● ACTIVITY:
A word-for-word transcription of the records is required.

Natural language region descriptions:
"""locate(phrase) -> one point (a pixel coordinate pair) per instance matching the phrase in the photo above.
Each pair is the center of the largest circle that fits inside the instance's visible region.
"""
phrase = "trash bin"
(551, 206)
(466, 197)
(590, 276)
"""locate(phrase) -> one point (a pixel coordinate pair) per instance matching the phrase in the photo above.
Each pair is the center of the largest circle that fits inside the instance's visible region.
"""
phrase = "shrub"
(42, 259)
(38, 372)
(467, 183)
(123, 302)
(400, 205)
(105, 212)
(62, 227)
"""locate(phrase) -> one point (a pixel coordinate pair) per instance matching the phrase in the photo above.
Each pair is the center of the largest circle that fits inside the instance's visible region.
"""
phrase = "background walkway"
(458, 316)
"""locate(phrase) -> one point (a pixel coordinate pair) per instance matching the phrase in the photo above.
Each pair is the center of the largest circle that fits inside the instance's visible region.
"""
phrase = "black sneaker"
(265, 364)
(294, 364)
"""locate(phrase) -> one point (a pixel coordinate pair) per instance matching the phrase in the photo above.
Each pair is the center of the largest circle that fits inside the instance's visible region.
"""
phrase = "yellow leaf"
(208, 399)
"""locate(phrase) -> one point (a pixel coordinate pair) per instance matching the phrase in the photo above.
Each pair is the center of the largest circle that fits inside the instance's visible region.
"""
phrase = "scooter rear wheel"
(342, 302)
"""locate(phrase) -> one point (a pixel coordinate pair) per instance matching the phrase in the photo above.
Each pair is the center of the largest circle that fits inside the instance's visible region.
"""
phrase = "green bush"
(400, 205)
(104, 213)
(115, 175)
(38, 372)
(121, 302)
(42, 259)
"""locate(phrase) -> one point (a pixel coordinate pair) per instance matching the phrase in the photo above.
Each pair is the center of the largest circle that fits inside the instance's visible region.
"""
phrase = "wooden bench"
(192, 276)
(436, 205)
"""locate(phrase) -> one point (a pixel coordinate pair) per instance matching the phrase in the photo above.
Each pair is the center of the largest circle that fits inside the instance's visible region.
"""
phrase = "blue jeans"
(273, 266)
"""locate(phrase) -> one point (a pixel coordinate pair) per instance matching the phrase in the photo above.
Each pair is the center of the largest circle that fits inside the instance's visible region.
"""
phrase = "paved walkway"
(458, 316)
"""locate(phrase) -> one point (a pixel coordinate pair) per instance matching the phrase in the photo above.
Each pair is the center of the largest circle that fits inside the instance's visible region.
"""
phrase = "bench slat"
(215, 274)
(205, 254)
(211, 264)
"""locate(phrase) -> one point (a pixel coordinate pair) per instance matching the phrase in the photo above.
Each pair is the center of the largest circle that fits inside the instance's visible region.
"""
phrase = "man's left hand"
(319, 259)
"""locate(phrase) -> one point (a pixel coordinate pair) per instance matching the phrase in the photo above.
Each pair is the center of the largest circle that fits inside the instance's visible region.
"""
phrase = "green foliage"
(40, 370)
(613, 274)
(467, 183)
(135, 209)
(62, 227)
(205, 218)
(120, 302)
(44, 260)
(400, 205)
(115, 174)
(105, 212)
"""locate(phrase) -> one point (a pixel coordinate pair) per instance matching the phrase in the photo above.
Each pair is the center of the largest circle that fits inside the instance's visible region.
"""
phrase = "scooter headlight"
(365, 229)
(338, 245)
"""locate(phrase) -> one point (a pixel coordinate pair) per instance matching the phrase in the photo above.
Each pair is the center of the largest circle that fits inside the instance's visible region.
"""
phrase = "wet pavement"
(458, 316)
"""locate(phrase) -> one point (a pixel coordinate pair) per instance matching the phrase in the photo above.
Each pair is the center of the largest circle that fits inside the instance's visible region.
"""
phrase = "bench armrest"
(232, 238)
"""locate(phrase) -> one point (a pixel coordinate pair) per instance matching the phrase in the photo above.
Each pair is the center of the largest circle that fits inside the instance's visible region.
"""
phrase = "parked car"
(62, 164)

● TASK ANSWER:
"""locate(phrase) -> one point (a pixel coordinate pair) per instance matching the phrase in the photo above.
Each pair is the center of the largest circle that fits inside the instance's visible region.
"""
phrase = "trash bin"
(551, 206)
(466, 197)
(590, 276)
"""locate(phrase) -> one point (a pixel coordinate pair) per instance matching the phrase in the photo above.
Each pair is the center of the largest circle that fits inside the instance's visible region.
"""
phrase = "shrub"
(42, 259)
(38, 372)
(467, 183)
(123, 302)
(400, 205)
(105, 212)
(62, 227)
"""locate(phrase) -> one point (a pixel coordinate pair) per instance matching the phrase in the photo above.
Each pair is the center of the largest circle that fits inside the instance's visible region.
"""
phrase = "background walkway"
(458, 316)
"""locate(phrase) -> one point (a pixel coordinate pair) per instance matching the phrase in the photo above.
Each pair is the center of the largest circle that fits inside the instance's visible region.
"""
phrase = "black sneaker"
(265, 364)
(294, 364)
"""locate(phrase) -> one point (a pixel coordinate pair) per instance matching the phrase in the photo above.
Each pair is the center of the largest circle that fits inside the instance's visible region.
"""
phrase = "yellow leaf"
(208, 399)
"""locate(phrase) -> one point (a pixel coordinate pair) per instance matching the phrase in the photo above.
Each pair is the center of the largest circle that fits inside the instance's visible region.
"""
phrase = "scooter rear wheel"
(342, 302)
"""locate(phrase) -> one point (a pixel coordinate pair) per instance matching the phrase in the photo above.
Each pair is the center of the largest circle that fits inside the instance's visible region.
"""
phrase = "green bush"
(400, 205)
(104, 213)
(115, 175)
(38, 372)
(121, 302)
(42, 259)
"""locate(phrase) -> one point (a pixel coordinate pair) per instance matching the phrase in the photo above.
Each pair is the center of the largest circle that fits inside the instance's visible region.
"""
phrase = "wooden bench"
(192, 276)
(436, 205)
"""locate(phrase) -> one point (a pixel coordinate pair) per instance matching the phrase in the photo above.
Each pair is the center of the largest circle that fits inside the instance's visible region.
"""
phrase = "blue jeans"
(273, 266)
"""locate(phrase) -> one point (a pixel coordinate pair) per instance matching the phrase in the photo above.
Each pair is the center of the largest circle that fits inside the instance's visible region.
"""
phrase = "paved walkway"
(458, 316)
"""locate(phrase) -> one point (a pixel coordinate pair) per instance matching the phrase in the photo above.
Each pair is the center of the largest circle that fits inside the instance's visible region.
"""
phrase = "bench slat"
(215, 274)
(205, 254)
(211, 264)
"""locate(phrase) -> one point (a pixel coordinate pair) per instance matching the phrase in the photo above.
Each pair is the center of the largest circle that fits inside the instance's visible region.
"""
phrase = "man's left hand"
(319, 259)
"""locate(phrase) -> one point (a pixel coordinate pair) per instance matching the phrase in the photo above.
Each pair is the center of the largest circle that fits inside the instance's visible region.
"""
phrase = "green foliage"
(40, 370)
(613, 274)
(467, 183)
(135, 209)
(62, 227)
(205, 218)
(120, 302)
(44, 260)
(400, 205)
(115, 174)
(105, 212)
"""locate(phrase) -> one point (a pixel coordinate pair) per instance matching the phrase in the photo above.
Each pair is the center of the largest circle that fits inside the instance's visible region.
"""
phrase = "scooter headlight"
(365, 229)
(338, 245)
"""locate(phrase) -> one point (a pixel coordinate pair) per instance matching the phrase in the photo above.
Each pair is the center of the largest circle that fits inside the instance's visible region.
"""
phrase = "wet pavement"
(458, 316)
"""locate(phrase) -> one point (a pixel coordinate pair) per instance matching the phrase in the photo above.
Each pair is the center of the largest circle that fits inside the instance's visible region.
"""
phrase = "bench armrest"
(232, 238)
"""locate(phrase) -> one point (a pixel coordinate pair) per instance matching the phrase in the photo above.
Each pair is the center of the largest circle that fits inside the instance's visible region.
"""
phrase = "parked car"
(62, 164)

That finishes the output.